EXERCISE INSTRUCTIONS: Please return word for word the stretch of items below, from the line containing "the rocky mountain slope" through the line containing "Target: white cloud", both of those lines included.

EXCERPTED RECORDS:
--- begin ---
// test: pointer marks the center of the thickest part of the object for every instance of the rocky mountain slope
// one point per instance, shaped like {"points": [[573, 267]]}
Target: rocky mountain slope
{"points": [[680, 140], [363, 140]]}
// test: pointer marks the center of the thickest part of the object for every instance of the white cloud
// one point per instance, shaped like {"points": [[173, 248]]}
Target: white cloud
--- end ---
--- begin ---
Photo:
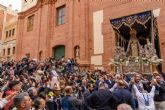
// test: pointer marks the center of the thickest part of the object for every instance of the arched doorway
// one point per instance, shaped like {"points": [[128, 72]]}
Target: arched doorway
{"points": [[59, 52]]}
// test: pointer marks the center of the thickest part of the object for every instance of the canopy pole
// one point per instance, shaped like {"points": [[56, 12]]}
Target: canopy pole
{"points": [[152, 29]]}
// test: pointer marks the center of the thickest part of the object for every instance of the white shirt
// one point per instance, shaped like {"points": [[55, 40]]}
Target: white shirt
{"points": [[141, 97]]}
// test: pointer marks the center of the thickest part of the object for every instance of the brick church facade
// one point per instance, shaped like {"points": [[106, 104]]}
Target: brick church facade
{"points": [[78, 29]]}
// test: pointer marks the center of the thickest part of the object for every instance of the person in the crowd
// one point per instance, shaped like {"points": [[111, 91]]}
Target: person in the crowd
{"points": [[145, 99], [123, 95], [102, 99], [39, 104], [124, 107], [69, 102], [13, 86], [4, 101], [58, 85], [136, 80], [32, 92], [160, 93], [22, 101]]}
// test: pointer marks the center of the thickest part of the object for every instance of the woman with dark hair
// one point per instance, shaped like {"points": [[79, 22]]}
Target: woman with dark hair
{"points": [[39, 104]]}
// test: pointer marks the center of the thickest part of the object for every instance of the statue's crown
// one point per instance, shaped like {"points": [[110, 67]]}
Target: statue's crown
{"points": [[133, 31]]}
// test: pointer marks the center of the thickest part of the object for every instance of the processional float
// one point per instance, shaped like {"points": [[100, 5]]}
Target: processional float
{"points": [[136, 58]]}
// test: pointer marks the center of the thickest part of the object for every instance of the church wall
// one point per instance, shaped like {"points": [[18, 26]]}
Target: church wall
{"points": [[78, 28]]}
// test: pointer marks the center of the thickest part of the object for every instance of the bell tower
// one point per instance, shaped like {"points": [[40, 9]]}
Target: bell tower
--- end ---
SOLUTION FOR THIS TASK:
// test: pointer marks the center of the thickest part of the object for every instance of the rocky mountain slope
// one point per instance, shaped like {"points": [[573, 267]]}
Target: rocky mountain slope
{"points": [[680, 140], [363, 140]]}
// test: pointer marks the center of the thickest part of the object for every instance of the white cloud
// one point per instance, shaped like {"points": [[173, 248]]}
Target: white cloud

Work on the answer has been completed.